### PAGE
My limited knowledge of your methods, though, would indicate that you would not reveal this unless Edna had already passed, if only for her own protection. If this is the case, I grieve your loss, perhaps more than you may realize.
E.
Mr. E. | Email | Homepage | 11.22.03 – 6:14 am | #
I would guess that you’re right.
It seems likely to me that Edna finished setting her affairs in order and let go. MD was one of those affairs.
I’ve wtached it happen several times. It’s a wonderous thing to observe. Those of us who remain behind, though, feel the loss.
Dishman | Email | Homepage | 11.22.03 – 8:16 pm | #
I have perhaps told more than might seem wise, yet I have certainly refrained from sharing all. I have shown you snippets, nothing more, and I protect my own.
MD | Email | Homepage | 11.22.03 – 10:12 pm | #
You give a worthy account of events, and paint a vibrant picture with your narrative. I should expect no less of one with your experience with languages, ancient, romantic, and modern alike. I have received much education from the reading of your accounts, and for that I must thank you.
And yet I am, indeed, a poet. I hunger and thirst, with an ache that is nigh palpable, to hear your soul override your intellect. I admit it is selfish, and I would be ashamed to say such things of anyone else’s life, but to imagine the joys and sorrows of thirty-five hunderd years! My GOD, how you could move Heaven and Earth, if only you could speak from the heart.
Je sacrifierais heureusement beaucoup pour savoir les profondeurs de votre coeur. Si c’?taient possible, Je serais m?me immortel.
######
### STORED DATA
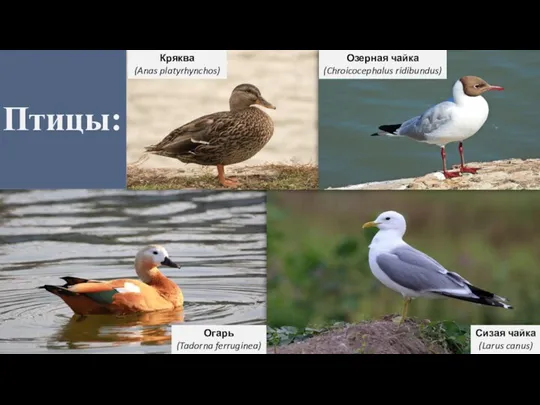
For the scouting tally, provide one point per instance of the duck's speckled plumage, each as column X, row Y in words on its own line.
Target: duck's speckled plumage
column 222, row 138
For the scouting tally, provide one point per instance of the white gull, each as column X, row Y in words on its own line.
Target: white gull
column 453, row 120
column 414, row 274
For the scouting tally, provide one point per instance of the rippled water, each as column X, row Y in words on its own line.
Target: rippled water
column 218, row 237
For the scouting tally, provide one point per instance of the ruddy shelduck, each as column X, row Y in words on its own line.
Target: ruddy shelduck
column 153, row 292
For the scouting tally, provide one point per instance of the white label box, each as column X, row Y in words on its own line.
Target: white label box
column 152, row 64
column 505, row 339
column 379, row 64
column 218, row 339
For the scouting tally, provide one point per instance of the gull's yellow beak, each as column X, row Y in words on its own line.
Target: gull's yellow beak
column 370, row 224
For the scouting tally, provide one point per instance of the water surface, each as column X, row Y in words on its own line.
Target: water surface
column 351, row 110
column 218, row 237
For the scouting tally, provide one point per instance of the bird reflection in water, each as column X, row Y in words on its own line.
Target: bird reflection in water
column 151, row 328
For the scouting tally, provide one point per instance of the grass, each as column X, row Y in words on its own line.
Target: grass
column 317, row 256
column 436, row 337
column 264, row 177
column 449, row 335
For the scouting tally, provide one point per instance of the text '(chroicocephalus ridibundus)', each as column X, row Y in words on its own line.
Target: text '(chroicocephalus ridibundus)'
column 450, row 121
column 412, row 273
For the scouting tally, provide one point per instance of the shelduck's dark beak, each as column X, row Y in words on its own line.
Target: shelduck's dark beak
column 168, row 262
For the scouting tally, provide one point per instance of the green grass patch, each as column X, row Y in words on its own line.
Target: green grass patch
column 265, row 177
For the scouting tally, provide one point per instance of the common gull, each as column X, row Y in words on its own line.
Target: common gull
column 414, row 274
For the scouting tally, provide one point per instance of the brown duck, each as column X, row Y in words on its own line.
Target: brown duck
column 222, row 138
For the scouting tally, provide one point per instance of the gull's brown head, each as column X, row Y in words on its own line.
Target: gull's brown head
column 245, row 95
column 474, row 86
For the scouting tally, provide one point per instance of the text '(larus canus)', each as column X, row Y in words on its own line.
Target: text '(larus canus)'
column 453, row 120
column 414, row 274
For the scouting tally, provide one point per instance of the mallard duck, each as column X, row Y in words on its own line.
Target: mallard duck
column 153, row 292
column 222, row 138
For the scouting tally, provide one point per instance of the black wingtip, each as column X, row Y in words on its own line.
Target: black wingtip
column 54, row 289
column 389, row 128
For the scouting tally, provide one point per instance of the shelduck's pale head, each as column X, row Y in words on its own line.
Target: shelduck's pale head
column 153, row 256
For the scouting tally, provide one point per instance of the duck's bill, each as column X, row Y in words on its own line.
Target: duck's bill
column 168, row 262
column 264, row 103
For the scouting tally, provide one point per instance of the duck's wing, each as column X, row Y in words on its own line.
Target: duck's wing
column 77, row 280
column 198, row 132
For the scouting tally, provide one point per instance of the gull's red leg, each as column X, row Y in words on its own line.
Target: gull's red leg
column 446, row 173
column 463, row 168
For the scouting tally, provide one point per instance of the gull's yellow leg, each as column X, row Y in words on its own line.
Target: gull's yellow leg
column 405, row 308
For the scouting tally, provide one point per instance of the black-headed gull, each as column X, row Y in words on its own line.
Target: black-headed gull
column 413, row 274
column 450, row 121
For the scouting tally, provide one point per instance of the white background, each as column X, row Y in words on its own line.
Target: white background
column 338, row 59
column 477, row 341
column 150, row 59
column 252, row 334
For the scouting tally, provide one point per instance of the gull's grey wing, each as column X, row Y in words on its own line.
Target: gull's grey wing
column 417, row 271
column 430, row 121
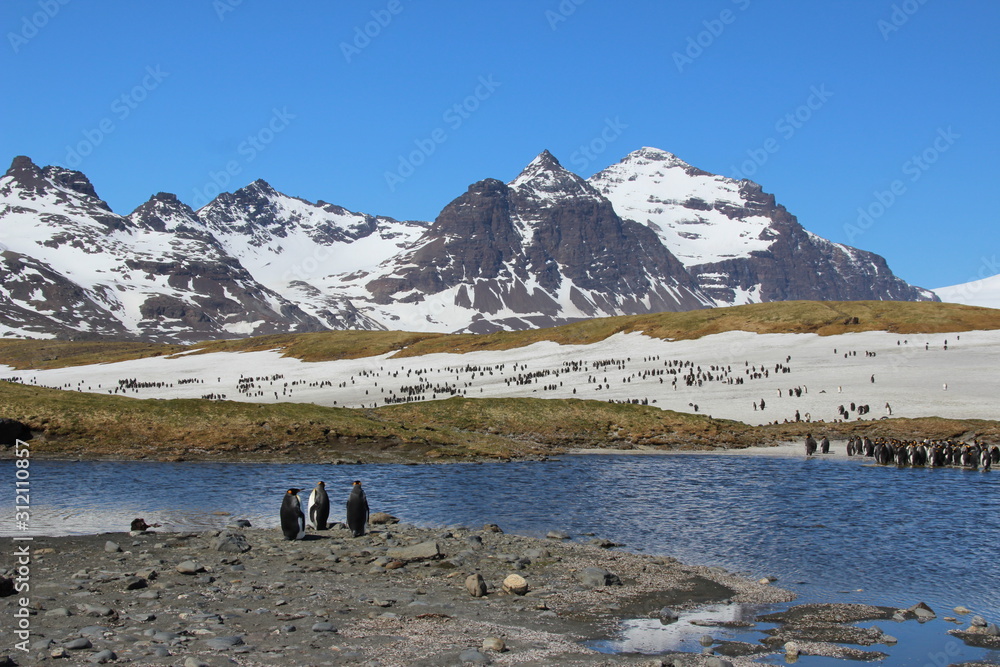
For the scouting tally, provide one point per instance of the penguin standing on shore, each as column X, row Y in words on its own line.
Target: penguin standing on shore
column 293, row 522
column 318, row 508
column 357, row 510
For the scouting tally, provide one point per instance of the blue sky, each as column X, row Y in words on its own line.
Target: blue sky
column 872, row 121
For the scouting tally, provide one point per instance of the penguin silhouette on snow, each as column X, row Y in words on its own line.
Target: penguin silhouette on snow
column 293, row 522
column 357, row 510
column 318, row 508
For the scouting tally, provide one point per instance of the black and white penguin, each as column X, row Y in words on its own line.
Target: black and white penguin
column 357, row 510
column 293, row 522
column 318, row 508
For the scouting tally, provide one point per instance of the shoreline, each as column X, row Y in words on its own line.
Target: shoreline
column 397, row 595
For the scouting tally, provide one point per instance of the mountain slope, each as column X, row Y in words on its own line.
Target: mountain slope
column 71, row 267
column 649, row 234
column 544, row 249
column 736, row 241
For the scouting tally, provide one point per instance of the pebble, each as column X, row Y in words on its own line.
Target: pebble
column 494, row 644
column 101, row 657
column 189, row 567
column 224, row 643
column 516, row 584
column 323, row 626
column 473, row 656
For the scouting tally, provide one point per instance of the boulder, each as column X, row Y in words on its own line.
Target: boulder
column 476, row 585
column 11, row 431
column 516, row 584
column 424, row 551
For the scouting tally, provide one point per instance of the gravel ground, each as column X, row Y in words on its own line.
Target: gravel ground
column 396, row 596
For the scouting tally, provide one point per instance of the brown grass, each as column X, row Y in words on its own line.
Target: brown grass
column 821, row 317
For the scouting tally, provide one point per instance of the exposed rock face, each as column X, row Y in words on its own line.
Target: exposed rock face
column 11, row 431
column 545, row 249
column 737, row 242
column 648, row 234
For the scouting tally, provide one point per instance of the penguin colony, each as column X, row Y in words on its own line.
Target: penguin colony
column 925, row 453
column 317, row 514
column 641, row 380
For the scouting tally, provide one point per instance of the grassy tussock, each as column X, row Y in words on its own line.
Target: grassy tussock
column 820, row 317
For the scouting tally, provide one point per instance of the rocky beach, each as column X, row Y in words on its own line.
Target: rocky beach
column 400, row 595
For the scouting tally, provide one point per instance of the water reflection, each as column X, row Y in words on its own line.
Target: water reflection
column 825, row 528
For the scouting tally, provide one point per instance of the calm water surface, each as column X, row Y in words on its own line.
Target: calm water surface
column 831, row 530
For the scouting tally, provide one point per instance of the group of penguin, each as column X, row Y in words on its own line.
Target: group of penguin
column 934, row 454
column 294, row 521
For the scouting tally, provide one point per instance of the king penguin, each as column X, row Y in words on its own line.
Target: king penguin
column 293, row 522
column 318, row 508
column 357, row 510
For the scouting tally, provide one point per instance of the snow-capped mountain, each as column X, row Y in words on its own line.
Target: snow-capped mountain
column 737, row 243
column 984, row 292
column 72, row 268
column 544, row 249
column 648, row 234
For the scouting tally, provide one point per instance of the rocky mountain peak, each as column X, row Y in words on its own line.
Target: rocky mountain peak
column 544, row 178
column 164, row 211
column 30, row 178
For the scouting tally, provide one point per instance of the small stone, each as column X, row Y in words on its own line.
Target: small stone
column 715, row 661
column 96, row 610
column 595, row 577
column 224, row 643
column 922, row 611
column 494, row 644
column 476, row 585
column 603, row 544
column 93, row 631
column 516, row 584
column 473, row 656
column 232, row 543
column 107, row 655
column 189, row 567
column 666, row 615
column 134, row 583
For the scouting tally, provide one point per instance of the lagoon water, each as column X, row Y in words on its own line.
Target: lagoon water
column 832, row 530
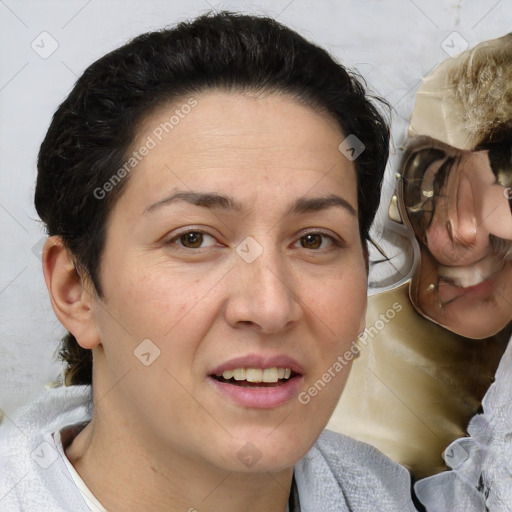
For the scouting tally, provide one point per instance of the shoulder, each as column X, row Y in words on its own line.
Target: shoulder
column 33, row 474
column 340, row 473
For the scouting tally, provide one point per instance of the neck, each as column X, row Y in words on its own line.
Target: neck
column 127, row 470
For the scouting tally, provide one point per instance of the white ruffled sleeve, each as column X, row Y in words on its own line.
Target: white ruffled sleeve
column 481, row 475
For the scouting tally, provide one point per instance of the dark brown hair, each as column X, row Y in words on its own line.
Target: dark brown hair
column 92, row 130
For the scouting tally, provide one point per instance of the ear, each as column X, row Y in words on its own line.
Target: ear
column 72, row 297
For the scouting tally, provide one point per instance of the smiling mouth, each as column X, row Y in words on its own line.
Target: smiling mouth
column 470, row 276
column 256, row 377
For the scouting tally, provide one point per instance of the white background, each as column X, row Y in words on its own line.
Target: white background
column 392, row 43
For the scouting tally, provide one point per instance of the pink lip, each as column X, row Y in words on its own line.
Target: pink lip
column 259, row 397
column 259, row 361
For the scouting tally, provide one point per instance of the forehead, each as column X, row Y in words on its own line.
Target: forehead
column 250, row 144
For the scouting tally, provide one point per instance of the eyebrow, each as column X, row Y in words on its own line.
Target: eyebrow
column 217, row 201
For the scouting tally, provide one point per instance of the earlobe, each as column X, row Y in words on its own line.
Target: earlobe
column 72, row 298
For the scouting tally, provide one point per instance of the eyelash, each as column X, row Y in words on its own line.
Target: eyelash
column 334, row 242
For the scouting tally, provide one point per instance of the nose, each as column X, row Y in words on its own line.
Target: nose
column 455, row 237
column 264, row 295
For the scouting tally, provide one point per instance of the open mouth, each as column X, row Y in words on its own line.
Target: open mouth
column 256, row 377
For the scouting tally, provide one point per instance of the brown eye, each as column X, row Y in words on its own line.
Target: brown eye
column 312, row 241
column 192, row 240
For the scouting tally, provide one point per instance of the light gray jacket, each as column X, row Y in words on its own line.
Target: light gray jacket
column 338, row 474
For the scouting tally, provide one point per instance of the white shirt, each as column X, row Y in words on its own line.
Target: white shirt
column 91, row 501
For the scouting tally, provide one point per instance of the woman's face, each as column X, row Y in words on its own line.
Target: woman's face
column 233, row 253
column 464, row 283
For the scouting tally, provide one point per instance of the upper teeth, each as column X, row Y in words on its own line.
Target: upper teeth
column 258, row 374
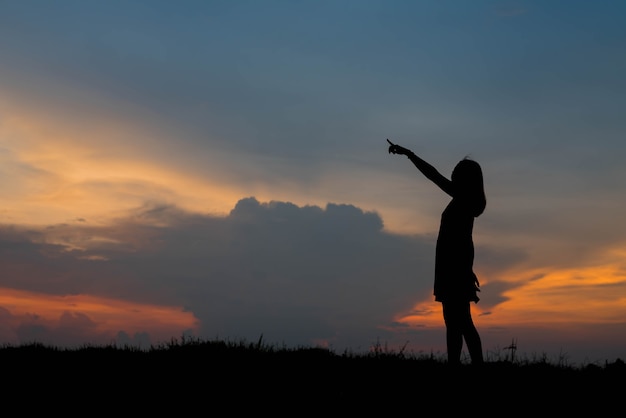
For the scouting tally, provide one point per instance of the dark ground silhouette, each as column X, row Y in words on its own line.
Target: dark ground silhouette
column 217, row 378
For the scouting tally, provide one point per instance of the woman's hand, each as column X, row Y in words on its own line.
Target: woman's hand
column 397, row 149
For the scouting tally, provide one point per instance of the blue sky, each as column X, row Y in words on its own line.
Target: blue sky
column 224, row 163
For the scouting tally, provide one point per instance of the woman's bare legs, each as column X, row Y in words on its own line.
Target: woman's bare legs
column 459, row 325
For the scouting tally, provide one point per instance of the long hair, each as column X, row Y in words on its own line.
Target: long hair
column 467, row 177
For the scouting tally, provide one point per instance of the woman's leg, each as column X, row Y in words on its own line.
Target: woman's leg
column 454, row 332
column 459, row 325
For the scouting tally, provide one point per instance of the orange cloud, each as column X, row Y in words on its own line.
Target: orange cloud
column 92, row 319
column 563, row 299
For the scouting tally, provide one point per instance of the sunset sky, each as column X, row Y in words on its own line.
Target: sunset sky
column 219, row 169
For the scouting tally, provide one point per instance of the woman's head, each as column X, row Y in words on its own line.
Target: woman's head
column 467, row 177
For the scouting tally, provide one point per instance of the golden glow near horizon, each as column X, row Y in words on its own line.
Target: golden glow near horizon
column 565, row 298
column 102, row 318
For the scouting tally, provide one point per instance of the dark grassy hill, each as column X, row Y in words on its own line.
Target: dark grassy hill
column 211, row 376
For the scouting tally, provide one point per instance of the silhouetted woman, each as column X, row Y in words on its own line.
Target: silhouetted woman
column 455, row 282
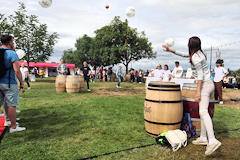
######
Copy the part of the comment thread that opens with the words containing "My limited knowledge" and closes with "you may realize.", renaming "Edna" to "Edith". You won't need the listing for this.

My limited knowledge of your methods, though, would indicate that you would not reveal this unless Edith had already passed, if only for her own protection. If this is the case, I grieve your loss, perhaps more than you may realize.